[WRITTEN REQUEST] Show each line below that contains the word "water", copying every such line in full.

[SUPPLIED DATA]

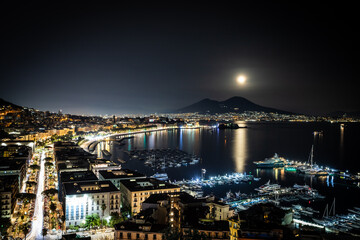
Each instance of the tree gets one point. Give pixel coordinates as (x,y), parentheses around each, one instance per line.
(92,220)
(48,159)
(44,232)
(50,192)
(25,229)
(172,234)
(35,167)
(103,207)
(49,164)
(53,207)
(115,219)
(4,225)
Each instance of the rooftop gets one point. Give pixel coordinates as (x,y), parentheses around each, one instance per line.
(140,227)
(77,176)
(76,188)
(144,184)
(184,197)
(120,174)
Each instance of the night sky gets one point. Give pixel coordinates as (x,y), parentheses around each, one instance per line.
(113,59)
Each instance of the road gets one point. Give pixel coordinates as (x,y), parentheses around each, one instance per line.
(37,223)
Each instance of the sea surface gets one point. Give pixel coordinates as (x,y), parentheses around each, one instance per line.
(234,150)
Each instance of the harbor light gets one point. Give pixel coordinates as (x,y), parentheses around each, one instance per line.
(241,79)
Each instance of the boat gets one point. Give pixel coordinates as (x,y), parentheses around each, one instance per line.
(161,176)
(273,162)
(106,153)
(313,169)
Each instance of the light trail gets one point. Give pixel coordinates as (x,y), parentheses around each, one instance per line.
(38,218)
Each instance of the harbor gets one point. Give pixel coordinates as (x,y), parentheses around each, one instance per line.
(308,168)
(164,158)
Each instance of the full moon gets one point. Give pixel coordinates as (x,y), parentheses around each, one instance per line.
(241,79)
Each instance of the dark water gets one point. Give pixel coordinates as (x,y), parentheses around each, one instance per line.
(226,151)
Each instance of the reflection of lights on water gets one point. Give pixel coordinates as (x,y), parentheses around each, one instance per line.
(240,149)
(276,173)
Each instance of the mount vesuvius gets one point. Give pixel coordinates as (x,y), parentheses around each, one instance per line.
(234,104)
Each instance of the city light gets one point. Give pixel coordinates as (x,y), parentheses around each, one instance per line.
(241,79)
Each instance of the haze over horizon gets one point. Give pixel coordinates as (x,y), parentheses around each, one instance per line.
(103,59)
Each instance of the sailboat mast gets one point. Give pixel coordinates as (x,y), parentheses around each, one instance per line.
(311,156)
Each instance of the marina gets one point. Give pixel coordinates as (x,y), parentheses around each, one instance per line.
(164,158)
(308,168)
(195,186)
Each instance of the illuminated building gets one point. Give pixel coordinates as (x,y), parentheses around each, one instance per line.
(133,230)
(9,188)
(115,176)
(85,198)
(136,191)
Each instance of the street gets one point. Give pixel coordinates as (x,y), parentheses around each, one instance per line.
--
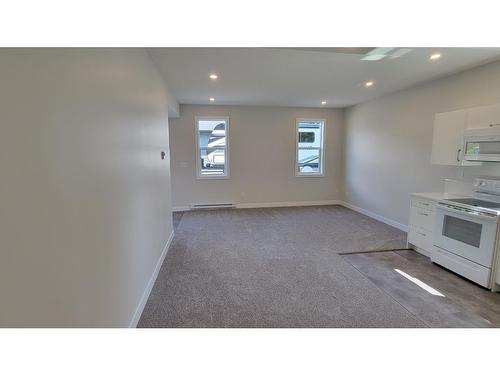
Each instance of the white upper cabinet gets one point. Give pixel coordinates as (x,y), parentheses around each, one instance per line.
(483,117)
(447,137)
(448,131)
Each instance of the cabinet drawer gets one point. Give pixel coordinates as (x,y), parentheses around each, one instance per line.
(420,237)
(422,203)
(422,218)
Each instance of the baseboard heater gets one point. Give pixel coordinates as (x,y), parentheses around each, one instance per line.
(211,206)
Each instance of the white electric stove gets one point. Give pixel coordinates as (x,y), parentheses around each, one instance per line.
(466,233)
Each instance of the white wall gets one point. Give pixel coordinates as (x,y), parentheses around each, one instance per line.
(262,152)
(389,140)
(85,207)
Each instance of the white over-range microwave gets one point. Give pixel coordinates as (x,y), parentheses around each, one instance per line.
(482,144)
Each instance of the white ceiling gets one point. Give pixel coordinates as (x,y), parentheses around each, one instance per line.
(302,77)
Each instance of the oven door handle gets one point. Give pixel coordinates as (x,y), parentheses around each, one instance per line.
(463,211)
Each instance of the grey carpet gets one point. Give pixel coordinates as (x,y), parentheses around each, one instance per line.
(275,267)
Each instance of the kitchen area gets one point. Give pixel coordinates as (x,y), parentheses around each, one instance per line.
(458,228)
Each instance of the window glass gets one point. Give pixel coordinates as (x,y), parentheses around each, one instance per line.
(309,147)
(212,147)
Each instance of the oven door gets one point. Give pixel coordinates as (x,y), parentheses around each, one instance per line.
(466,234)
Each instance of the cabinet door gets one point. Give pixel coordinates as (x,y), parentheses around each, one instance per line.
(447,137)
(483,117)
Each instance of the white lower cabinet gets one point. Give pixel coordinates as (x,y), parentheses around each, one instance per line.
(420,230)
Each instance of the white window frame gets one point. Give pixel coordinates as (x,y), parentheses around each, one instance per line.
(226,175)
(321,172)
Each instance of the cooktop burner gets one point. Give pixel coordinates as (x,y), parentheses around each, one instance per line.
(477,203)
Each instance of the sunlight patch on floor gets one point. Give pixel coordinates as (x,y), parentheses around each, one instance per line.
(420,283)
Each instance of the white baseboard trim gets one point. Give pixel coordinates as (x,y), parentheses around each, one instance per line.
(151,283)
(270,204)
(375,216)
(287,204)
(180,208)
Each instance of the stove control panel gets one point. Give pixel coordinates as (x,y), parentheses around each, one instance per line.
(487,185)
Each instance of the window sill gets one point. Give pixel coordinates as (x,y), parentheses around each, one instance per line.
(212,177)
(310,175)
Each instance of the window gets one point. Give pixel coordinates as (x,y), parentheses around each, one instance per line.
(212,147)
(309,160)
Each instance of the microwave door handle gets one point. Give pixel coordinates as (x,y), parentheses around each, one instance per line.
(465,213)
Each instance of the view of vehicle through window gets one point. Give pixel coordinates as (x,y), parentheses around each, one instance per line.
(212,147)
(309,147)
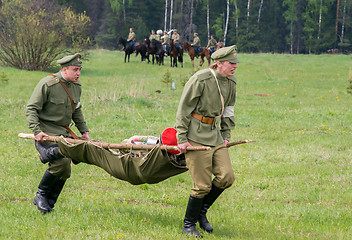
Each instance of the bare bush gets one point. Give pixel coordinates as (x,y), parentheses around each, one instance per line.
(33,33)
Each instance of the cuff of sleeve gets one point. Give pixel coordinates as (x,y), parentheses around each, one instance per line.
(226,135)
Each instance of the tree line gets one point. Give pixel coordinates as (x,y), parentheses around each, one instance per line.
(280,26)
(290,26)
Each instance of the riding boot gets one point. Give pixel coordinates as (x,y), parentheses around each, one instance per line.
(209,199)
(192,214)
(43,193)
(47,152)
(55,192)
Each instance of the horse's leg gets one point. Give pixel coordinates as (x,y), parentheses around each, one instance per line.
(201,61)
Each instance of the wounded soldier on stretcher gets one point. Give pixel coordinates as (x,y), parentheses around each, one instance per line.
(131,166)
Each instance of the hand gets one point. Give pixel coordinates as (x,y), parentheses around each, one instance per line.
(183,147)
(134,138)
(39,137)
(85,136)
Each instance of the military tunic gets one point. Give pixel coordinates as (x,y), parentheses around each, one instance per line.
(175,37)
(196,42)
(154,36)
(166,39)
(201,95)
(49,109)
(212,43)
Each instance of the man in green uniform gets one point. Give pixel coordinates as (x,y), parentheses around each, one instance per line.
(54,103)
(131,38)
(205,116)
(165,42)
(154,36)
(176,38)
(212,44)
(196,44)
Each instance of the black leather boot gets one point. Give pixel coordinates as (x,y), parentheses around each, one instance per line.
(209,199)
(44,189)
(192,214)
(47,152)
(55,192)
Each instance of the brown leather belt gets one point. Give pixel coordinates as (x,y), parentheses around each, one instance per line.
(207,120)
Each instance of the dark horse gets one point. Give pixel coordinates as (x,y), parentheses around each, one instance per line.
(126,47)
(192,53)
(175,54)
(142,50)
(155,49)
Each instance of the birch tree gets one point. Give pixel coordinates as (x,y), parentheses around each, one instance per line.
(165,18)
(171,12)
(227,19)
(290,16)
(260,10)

[FINISHED TASK]
Each instance of the dark water gets one point. Give pixel coordinates as (x,y), parentheses around each, one instance per line.
Each instance of the reflection of lights on water gets one point. Give pixel coordinates as (x,y), parentheses around each, one instance per line.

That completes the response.